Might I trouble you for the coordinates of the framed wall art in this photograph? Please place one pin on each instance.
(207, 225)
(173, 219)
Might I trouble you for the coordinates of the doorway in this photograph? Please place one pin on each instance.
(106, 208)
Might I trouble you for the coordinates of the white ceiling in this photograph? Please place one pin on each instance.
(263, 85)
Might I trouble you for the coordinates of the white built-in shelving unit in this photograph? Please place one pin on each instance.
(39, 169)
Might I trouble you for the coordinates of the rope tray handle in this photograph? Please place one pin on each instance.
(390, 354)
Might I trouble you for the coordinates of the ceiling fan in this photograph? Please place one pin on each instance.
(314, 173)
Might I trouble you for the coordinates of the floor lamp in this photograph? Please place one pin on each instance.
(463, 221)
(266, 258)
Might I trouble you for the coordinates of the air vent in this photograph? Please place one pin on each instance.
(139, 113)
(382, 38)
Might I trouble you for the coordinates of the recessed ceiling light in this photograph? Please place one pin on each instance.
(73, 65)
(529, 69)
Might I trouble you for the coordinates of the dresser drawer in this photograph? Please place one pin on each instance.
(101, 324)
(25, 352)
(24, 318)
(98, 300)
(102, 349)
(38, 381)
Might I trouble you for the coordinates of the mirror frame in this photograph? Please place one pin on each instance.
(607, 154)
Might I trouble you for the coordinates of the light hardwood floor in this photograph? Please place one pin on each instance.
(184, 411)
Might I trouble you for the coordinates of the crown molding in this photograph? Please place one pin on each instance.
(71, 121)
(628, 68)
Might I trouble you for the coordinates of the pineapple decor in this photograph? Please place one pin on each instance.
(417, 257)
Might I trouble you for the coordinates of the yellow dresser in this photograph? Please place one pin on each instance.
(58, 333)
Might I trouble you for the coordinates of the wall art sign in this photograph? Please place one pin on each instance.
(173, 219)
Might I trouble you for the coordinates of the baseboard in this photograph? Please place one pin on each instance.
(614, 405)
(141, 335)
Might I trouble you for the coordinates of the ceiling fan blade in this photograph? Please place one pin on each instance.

========================================

▸ **OBJECTIVE**:
Lay out every line of the rows above as a Markdown table with the columns Index and Entry. Number each line under Index and leave out blank lines.

▸ **SOLUTION TO THIS PROBLEM**:
| Index | Entry |
|---|---|
| 1 | Might I trouble you for the coordinates of the framed wall art in this photograph? Please place one pin on each instance. |
| 2 | (207, 225) |
| 3 | (173, 219) |
| 4 | Might I trouble you for the coordinates of the doorway in this photograph? Please place one pin on each instance. |
| 5 | (106, 208) |
| 6 | Might I trouble you for the coordinates of the white ceiling in this photograph? Please place one pin on each instance. |
| 7 | (263, 85) |
| 8 | Might I trouble you for the coordinates of the white built-in shelving unit in this photograph? Please place one pin on each instance. |
| 9 | (39, 169) |
| 10 | Might I trouble you for the coordinates of the rope tray handle in this photograph? Please place one pin on each instance. |
| 11 | (390, 354) |
| 12 | Might I trouble you for the coordinates of the ceiling fan in this photograph? Please place one pin on each instance. |
| 13 | (314, 173) |
| 14 | Might I trouble you for the coordinates of the floor lamp in this photograph? Please place one pin on each instance. |
| 15 | (463, 221) |
| 16 | (266, 258) |
| 17 | Might I trouble you for the coordinates of the air vent in this photograph? Please place one pin on each instance. |
| 18 | (139, 113) |
| 19 | (382, 38) |
| 20 | Might I trouble you for the coordinates of the recessed ceiling light in this photograph? Please place one pin on each instance. |
| 21 | (73, 65) |
| 22 | (529, 69) |
| 23 | Might I trouble you for the coordinates of the dresser drawer in this photograph? Please place one pin on each instance. |
| 24 | (101, 324) |
| 25 | (25, 352) |
| 26 | (24, 318) |
| 27 | (98, 300) |
| 28 | (102, 349) |
| 29 | (38, 381) |
| 30 | Might I trouble you for the coordinates of the mirror frame in this photograph? Please place one pin on each instance. |
| 31 | (607, 154) |
| 32 | Might I trouble you for the coordinates of the light hardwood floor in this photograph? Please place one pin on each instance. |
| 33 | (184, 411) |
| 34 | Might I trouble you for the coordinates of the crown molding in this photograph? Please place one pin on each instance. |
| 35 | (71, 121) |
| 36 | (628, 68) |
| 37 | Might I trouble you for the coordinates of the pineapple decor in this photograph? Please place one pin on each instance. |
| 38 | (417, 257) |
| 39 | Might I trouble you for the coordinates of the yellow dresser in this photograph? Please place one pin on each instance. |
| 40 | (58, 333) |
| 41 | Might I trouble you for the coordinates of the wall art sign in this photograph? Please place one pin on each instance. |
| 42 | (173, 219) |
| 43 | Might I trouble you for the coordinates of the baseboard in this photograph? Please place one pin on each instance. |
| 44 | (614, 405) |
| 45 | (141, 335) |
| 46 | Might I trouble you for the coordinates of the ceiling fan blade in this photograph? Please place one pin on each instance. |